引用文 ▸
--
活動メンバーにおける状況の明確な理解と共有化、他者への説明や新たな方針や方策の決定のために、「見える化」は助けとなります。
今回は、コストダウン活動でのグラフを用いた「見える化」について、いくつか手法を紹介します。
グラフの紹介の前に、コストダウン活動の基本的プロセスを確認してみましょう。以下図(A)は、活動プロセスをPDCAサイクルで表したものです。
このようなサイクルを回しながら、目標達成に向けて進んでいきます。
続いて、グラフ化による「見える化」の手法について説明します。
VE(Value engineering)やVA(Value Analysis)などの活動においても、コストダウンの案出しを行う前に、狙いどころを決めるために、コスト分析を行います。
以下図(B)は、構成部品、機能、あるいは工程に対してコストの割合をグラフ化したものです。
構成部品ごとの分析では、さらに内外製区分(社内製造と社外製造の割合)を色分けすることにより、案出しや購買(調達)メンバの活動に繋げることができます。
機能ごとの分析は、同一機能を他の案で実現してコストを下げられないかという視点につながります。
部品ごとの分析では「既に部品ありきで、コストを下げる」といアプローチですが、機能をベースにした分析により、「この部品を無くせないか」というアプローチが可能となります。
工程ごとのコスト分析は時間を用いて比較しますが、実際の加工や組み立ての時間だけでなく、いろいろなロスタイムも分析します。
詳細に分析をしておくと、類似製品をより低コストで製造している他事例との比較によっても案出しが可能になります。
案出しにおいては、まずは議論を活発にするため、ブレインストーミングのように、まずは評価なしで自由に案を出す段階が必要です。
これにより、実現しない理由を克服するアイデアや他の案件の発想へのヒントも生まれます。
--
資料抜粋 ▸
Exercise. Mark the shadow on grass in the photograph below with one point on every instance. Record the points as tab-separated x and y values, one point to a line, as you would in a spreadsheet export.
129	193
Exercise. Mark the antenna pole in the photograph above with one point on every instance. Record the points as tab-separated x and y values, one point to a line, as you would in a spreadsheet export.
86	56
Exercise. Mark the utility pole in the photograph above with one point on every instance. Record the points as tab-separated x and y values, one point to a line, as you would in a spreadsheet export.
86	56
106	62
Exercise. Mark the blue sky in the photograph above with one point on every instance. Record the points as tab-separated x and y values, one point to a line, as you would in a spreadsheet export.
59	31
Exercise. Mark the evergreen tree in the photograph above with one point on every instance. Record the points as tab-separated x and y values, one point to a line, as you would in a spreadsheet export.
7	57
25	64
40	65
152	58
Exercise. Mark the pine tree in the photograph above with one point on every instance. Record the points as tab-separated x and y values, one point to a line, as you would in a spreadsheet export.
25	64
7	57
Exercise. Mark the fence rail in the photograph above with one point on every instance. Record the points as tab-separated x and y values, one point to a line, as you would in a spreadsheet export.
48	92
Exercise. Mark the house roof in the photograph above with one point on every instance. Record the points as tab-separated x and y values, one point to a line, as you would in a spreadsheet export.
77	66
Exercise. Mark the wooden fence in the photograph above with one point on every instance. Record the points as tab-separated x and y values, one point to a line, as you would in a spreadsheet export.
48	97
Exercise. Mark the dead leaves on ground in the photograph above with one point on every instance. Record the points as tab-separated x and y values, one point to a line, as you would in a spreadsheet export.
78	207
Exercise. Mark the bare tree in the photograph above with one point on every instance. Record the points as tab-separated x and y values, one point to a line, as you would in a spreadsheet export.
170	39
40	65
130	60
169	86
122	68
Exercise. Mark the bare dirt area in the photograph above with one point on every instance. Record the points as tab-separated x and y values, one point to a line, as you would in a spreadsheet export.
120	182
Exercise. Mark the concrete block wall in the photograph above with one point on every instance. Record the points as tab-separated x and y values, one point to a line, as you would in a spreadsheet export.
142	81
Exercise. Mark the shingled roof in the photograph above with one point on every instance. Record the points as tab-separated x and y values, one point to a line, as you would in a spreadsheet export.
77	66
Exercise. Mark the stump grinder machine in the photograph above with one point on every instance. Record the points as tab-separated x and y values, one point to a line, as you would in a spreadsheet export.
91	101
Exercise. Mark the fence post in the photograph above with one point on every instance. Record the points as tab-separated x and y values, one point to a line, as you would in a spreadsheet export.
--
課題 A ▸
コストダウン活動の「見える化」についての引用文をもとに、次の問いに答えよ。
(i) 図(A)は、活動プロセスを何で表したものか。
(ii) 構成部品ごとの分析で、色分けするのは何か。
(iii) 工程ごとのコスト分析では、何を用いて比較するか。
課題 B ▸
コストダウン活動の「見える化」についての引用文を、最後の文に続けて書き継げ。

解答 A ▸
(i) PDCAサイクル
(ii) 内外製区分（社内製造と社外製造の割合）
(iii) 時間

解答 B ▸
まずは図(C)のようにグラフ化し、効果額の大きさや、案の合計額が目標コスト低減額をどのくらい上回ることができているのかを「見える化」します。
案出しの次のステップとして、コストダウン案の評価が必要となります。
コストダウン案に対する活動においては、見積図面の作成、コストの正式見積り、試作・評価など、追加の時間と費用が必要になります。
さらに「コストダウンのはずが、仕様や工程を変更して不具合が発生し、品質不具合対応費用が発生」という可能性もあります。
一方、有効な案においても、導入に時間がかかり長期的に取り組まなければならないものと、導入が目標達成時期に間に合うものがあります。
これらの評価結果を色分けしてグラフ化したものが、図(D)です。
評価工数/品質リスクの中と小のもので、かつ評価&導入時間が短いものの合計効果額と目標を比較します。
活発でチームワークの良い、そして成果の上がるコストダウン活動をするためには、案出し額も評価された案件額も、そして実際の導入額のどれも重要です。
図(E)は、これらの推移をグラフ化したものです。
チームでのコストダウン活動においては、さまざまな切り口や発想といった多様性と、それらを工夫・融合して実現する統合力の両方が必要です。
そのベースとして、「見える化」により現状把握を行いチームメンバで共有化することは重要です。